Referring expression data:
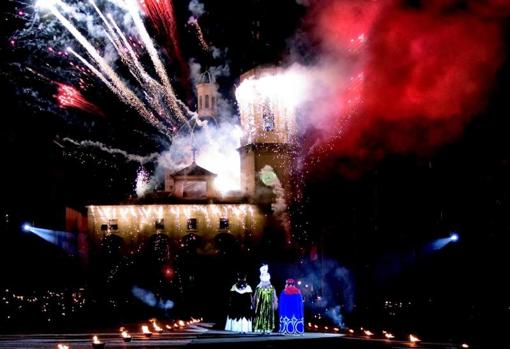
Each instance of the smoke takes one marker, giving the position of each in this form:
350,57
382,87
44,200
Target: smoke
216,147
150,299
397,76
196,8
143,182
114,151
215,71
328,289
279,206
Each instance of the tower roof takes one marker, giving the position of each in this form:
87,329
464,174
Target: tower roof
194,170
206,78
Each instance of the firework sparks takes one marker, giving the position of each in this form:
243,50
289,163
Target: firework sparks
161,14
114,151
159,106
193,22
70,97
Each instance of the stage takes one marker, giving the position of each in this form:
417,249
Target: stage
203,336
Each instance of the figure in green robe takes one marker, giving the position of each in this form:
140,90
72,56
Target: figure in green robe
265,303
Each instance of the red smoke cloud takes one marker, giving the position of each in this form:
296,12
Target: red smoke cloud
426,70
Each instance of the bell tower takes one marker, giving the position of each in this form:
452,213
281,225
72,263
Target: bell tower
207,97
268,123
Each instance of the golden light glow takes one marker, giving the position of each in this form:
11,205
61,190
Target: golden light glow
414,339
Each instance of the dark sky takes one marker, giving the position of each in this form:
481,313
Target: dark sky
395,206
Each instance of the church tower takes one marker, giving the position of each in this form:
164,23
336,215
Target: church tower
207,97
269,129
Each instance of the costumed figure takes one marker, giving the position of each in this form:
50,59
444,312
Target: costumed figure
239,312
265,303
291,309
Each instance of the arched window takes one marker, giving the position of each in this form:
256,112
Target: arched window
267,116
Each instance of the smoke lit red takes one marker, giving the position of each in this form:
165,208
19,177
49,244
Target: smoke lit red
70,97
427,69
162,17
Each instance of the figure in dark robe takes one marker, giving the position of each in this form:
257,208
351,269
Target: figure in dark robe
239,312
291,309
265,303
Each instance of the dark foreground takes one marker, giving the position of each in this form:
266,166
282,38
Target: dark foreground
201,336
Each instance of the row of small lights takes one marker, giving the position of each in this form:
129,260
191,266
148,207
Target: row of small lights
367,333
146,331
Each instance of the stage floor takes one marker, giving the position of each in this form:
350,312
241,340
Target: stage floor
206,338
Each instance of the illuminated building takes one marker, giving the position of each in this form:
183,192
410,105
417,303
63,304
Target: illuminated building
190,206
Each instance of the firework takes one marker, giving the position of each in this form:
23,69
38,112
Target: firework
159,107
161,15
193,22
114,151
70,97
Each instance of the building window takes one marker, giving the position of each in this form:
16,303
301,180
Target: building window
224,224
113,224
267,116
192,224
195,189
160,223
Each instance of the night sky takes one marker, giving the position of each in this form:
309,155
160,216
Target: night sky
372,202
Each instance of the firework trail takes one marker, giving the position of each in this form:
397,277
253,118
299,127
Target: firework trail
193,22
114,151
162,17
159,106
69,97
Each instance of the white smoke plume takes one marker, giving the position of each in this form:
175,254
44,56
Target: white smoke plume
279,206
216,147
114,151
196,8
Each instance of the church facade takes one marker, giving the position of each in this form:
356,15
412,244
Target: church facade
190,207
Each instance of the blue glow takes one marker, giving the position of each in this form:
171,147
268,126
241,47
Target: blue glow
62,239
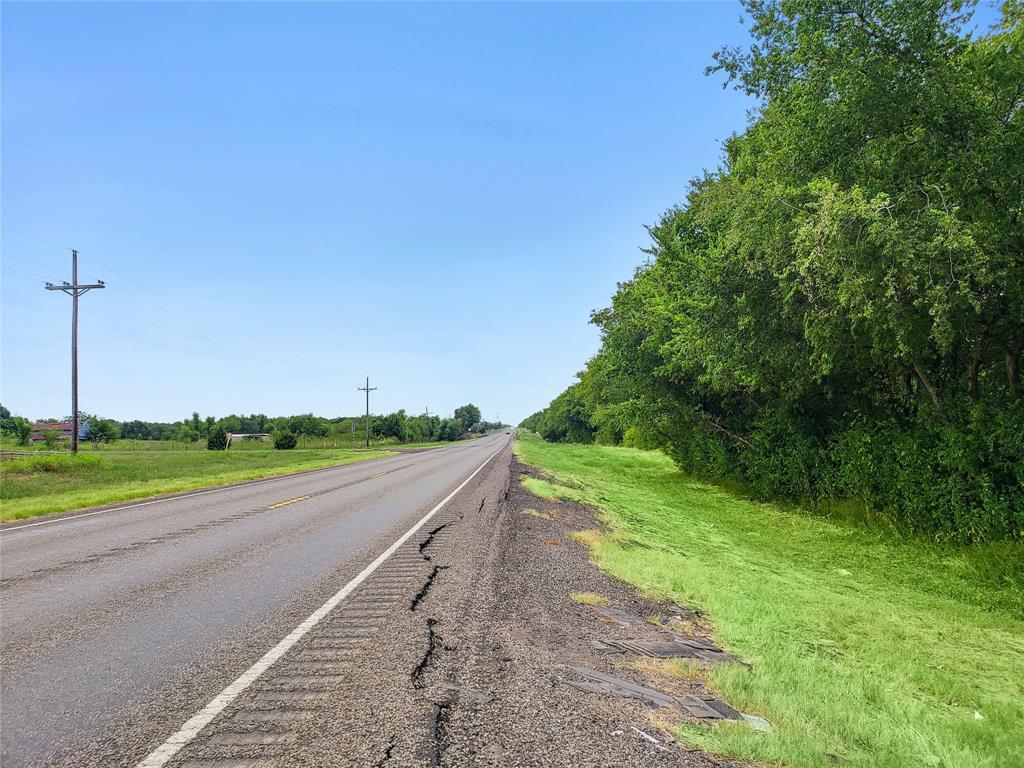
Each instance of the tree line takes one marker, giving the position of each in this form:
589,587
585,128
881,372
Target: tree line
837,311
397,426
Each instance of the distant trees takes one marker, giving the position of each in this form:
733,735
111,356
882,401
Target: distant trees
217,438
103,430
285,440
14,427
450,429
468,416
397,426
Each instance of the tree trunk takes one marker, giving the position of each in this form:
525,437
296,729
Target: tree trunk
1013,371
932,389
972,386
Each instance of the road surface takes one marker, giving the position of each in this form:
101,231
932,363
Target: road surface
119,627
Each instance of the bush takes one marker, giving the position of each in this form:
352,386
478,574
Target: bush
285,440
217,439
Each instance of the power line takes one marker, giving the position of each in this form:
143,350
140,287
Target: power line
74,289
368,389
38,240
161,298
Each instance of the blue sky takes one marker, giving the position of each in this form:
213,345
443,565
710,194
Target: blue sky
284,199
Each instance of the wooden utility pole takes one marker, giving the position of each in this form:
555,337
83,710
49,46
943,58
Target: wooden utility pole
74,290
368,389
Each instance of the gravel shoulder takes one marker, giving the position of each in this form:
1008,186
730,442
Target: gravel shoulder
459,651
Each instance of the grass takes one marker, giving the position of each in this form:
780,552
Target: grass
40,484
865,649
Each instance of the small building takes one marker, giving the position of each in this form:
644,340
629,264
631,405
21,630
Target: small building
64,429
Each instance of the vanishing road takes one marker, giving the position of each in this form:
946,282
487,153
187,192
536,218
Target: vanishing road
119,627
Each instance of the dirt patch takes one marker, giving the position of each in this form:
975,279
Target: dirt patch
514,632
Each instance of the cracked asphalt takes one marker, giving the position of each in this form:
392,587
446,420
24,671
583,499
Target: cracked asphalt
456,651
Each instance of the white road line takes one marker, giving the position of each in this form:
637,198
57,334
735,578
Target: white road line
200,720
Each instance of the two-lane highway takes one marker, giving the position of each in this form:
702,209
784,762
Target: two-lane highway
117,627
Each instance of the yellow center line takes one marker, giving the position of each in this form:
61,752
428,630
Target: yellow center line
290,501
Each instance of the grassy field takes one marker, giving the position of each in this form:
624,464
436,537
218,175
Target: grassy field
866,649
38,484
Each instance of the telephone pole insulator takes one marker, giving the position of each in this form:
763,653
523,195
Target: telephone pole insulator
75,289
368,389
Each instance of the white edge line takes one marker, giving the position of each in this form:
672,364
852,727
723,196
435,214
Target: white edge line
178,497
200,720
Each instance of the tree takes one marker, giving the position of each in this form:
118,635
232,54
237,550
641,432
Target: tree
23,430
468,416
51,437
449,429
285,440
838,310
187,433
392,425
103,430
217,438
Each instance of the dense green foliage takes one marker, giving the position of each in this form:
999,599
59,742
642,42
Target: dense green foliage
397,427
838,311
15,428
469,415
285,440
217,439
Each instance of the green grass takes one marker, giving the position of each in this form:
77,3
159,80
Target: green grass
39,484
866,649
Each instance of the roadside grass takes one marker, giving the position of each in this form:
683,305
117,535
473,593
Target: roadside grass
40,484
865,649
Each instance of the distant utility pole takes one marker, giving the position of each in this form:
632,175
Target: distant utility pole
74,290
368,389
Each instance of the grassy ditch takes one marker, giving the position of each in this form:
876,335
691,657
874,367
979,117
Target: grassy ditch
40,484
866,649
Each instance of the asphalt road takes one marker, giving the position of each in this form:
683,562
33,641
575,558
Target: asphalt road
116,628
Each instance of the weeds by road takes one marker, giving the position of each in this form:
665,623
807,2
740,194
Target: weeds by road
40,484
864,649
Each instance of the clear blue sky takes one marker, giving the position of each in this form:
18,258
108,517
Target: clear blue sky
284,199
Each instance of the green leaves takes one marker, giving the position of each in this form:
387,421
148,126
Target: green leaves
853,270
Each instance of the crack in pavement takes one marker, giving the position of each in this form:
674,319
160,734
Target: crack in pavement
433,644
419,596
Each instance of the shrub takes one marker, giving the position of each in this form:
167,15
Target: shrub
285,440
217,439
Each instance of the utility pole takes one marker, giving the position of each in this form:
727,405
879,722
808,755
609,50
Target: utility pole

Work required → Write out the records once more, exactly as they stand, with no images.

Exercise response →
Each instance of the smoke takes one marker, giving the position of each in this form:
350,57
382,87
44,200
Target: smoke
216,147
150,299
397,76
196,8
143,182
114,151
215,71
328,289
279,206
Each instance of the tower roof takes one marker, giving the position of each in this form:
87,329
464,174
Target: tower roof
194,170
206,78
Each instance of the firework sparks takes one marker, giving the position of each in this form:
243,50
289,163
Target: firework sparks
161,14
114,151
159,106
193,22
70,97
Each instance of the stage takes one marker, giving the position of each in this form:
417,249
Target: stage
203,336
Each instance of the figure in green robe takes one marker, giving the position of each in this form:
140,90
72,56
Target: figure in green robe
265,303
Each instance of the red smoke cloud takes one marker, giving the position of each in this form:
296,12
Target: red smoke cloud
426,70
Each instance of the bell tower takes one marker, giving the position of each in this form:
452,213
281,225
72,263
Target: bell tower
207,97
268,123
Each instance of the golden light glow takes one marker, giving the position of each in this form:
11,205
61,190
Target: golden light glow
414,339
Each instance of the dark sky takes one marker, giving the position of each in this form:
481,313
Target: dark sky
395,206
Each instance of the church tower takes one marker, giving the position of each in this form:
164,23
336,215
Target: church tower
207,97
269,129
Each instance of the costumed figure takes one marker, giving the position of each in this form:
50,59
444,312
Target: costumed figure
239,312
265,303
291,309
Each instance of the arched window takes one marker, giving the position of each in this form:
256,112
Target: arched window
267,116
Each instance of the smoke lit red takes one marker, giving the position of each in this form:
165,208
19,177
49,244
Target: smoke lit red
70,97
427,69
162,17
Each instance of the figure in dark robe takes one marker, giving the position of each in this form:
257,208
351,269
Target: figure in dark robe
239,312
291,309
265,303
Each instance of the dark foreground takes one marker, giving the position of each in this form:
266,166
282,38
Target: dark foreground
201,336
Each instance of the row of small lights takes one marker, giving the position of each in this form:
129,260
191,266
148,207
Target: row of small lights
367,333
146,331
Each instance of the stage floor takes one marker, giving the position of each in this form:
350,312
241,340
Target: stage floor
206,338
Each instance of the illuminated building takes one marker, giving the position of each in this form:
183,192
410,105
417,303
63,304
Target: illuminated building
190,206
Each instance of the firework takes one marker, giving the position of each in this form:
23,69
38,112
Target: firework
159,107
161,15
193,22
114,151
70,97
Each instance of the building window takes one marker, giving the position of each in this form:
16,303
301,180
Target: building window
224,224
113,224
267,116
192,224
195,189
160,223
Each instance of the night sky takes one marker, giving the position of each in this form:
309,155
160,216
Target: night sky
372,202
Each instance of the firework trail takes one marker, giving the position of each in this form:
397,277
253,118
299,127
Target: firework trail
193,22
114,151
162,17
159,106
69,97
Each instance of the white smoke plume takes one marker, giving the position of each in this form:
175,254
44,56
Target: white smoke plume
279,206
216,147
114,151
196,8
Each instance of the church facade takes one marker, giving the position of each in this form:
356,15
412,244
Target: church facade
190,207
Each instance of the blue glow takes one marker, giving the position of each in this form:
171,147
268,126
241,47
Target: blue glow
62,239
Each instance of the tree line takes one marker, giving the position of each in this form:
589,587
585,128
881,372
Target: tree line
837,311
397,426
Each instance of the distant trees takes one marker, giving the position of each in this form:
733,735
111,356
882,401
Target: distant trees
217,438
103,430
285,440
14,427
450,429
468,416
397,426
Each instance of the tree trunk takes one marker, giving the position of each in this form:
525,437
296,729
Target: tree trunk
1013,371
932,389
972,386
Each instance of the road surface takes one marker, giving the position of each in this form:
101,231
932,363
Target: road surface
119,627
Each instance of the bush takes one marker, giving the position of each in this form:
352,386
478,574
Target: bush
285,440
217,439
Each instance of the power line takes one marker, giving the position of each in this form:
143,350
140,287
Target: power line
74,289
368,389
38,240
161,298
Each instance of the blue sky takes one marker, giving the position of each in this form:
213,345
443,565
710,194
Target: blue sky
284,199
Each instance of the wooden utility pole takes one marker, giving the position of each in this form:
555,337
83,710
49,46
943,58
Target: wooden utility pole
74,290
368,389
Each instance of the gravel shoulder takes one marker, giving the position of each in this form:
1008,186
730,442
Target: gravel shoulder
459,651
Each instance of the grass takes one marker, giving the position of each in this form:
780,552
Target: grass
40,484
865,649
Each instance of the small building takes one marker, giving the position of each in this form:
644,340
629,264
631,405
21,630
Target: small building
64,429
Each instance of the vanishing road takes one marker, giving the position of each in this form:
946,282
487,153
187,192
536,218
Target: vanishing road
119,627
Each instance of the dirt patch takes one marker, giving the position of each in this form:
975,279
Target: dirt patch
514,632
Each instance of the cracked asphalt takes one marker, giving the position of each in this form:
392,587
446,420
24,671
583,499
Target: cracked asphalt
456,651
Each instance of the white road line takes one marker, giving the position of each in this form:
637,198
57,334
735,578
Target: white road line
200,720
Each instance of the two-lane highway takes one marker, giving the position of each in this form:
702,209
784,762
Target: two-lane highway
117,627
Each instance of the yellow center line takes one marker, giving the position of each in this form:
61,752
428,630
Target: yellow center line
290,501
Each instance of the grassy field takes one marker, giving the position of each in this form:
624,464
436,537
218,175
Target: grassy field
866,649
38,484
Each instance of the telephone pole insulator takes one marker, giving the position of each in this form:
763,653
523,195
Target: telephone pole insulator
75,289
368,389
Each instance of the white edge line takes one marker, giving the position of each in this form:
672,364
852,727
723,196
435,214
Target: white edge line
178,497
200,720
Each instance of the tree takes one marker, giving the position of each in this form:
118,635
232,54
237,550
641,432
Target: tree
23,430
468,416
51,437
449,429
285,440
838,310
187,433
392,425
103,430
217,438
Each instance of the dense green foliage takes one marker, giving the position of each in this form:
999,599
59,742
642,42
Target: dense green foliage
397,427
838,311
15,428
469,415
285,440
217,439
Each instance of the green grass takes one marker, giving the position of each in this form:
77,3
159,80
Target: green grass
39,484
866,649
Each instance of the roadside grass takes one marker, giving the position of each in this form:
683,305
117,535
473,593
Target: roadside grass
40,484
865,649
Each instance of the distant utility pole takes one marker, giving the position of each in this form:
632,175
Target: distant utility pole
74,290
368,389
Each instance of the grassy ditch takes one marker, giving the position of each in this form:
876,335
691,657
874,367
979,117
Target: grassy ditch
40,484
866,649
Each instance of the asphalt road takes one marker, giving the position of each in this form:
683,562
33,641
575,558
Target: asphalt road
116,628
Each instance of the weeds by road takes one marker, giving the position of each in this form:
665,623
807,2
740,194
Target: weeds by road
40,484
864,649
Each instance of the clear blue sky takes one marker, giving the position of each in this form:
18,258
108,517
Target: clear blue sky
284,199
Each instance of the green leaves takes one marker, giving the position of each in this form:
387,421
148,126
Target: green leaves
853,270
Each instance of the crack in pavement takes one marker, giving the position of each in this form:
674,319
160,734
Target: crack in pavement
433,644
419,596
Each instance of the shrub takes one marker, giving the position of each in this form:
167,15
Target: shrub
285,440
217,439
Each instance of the utility pole takes one marker, giving the position of each in this form:
727,405
879,722
808,755
609,50
Target: utility pole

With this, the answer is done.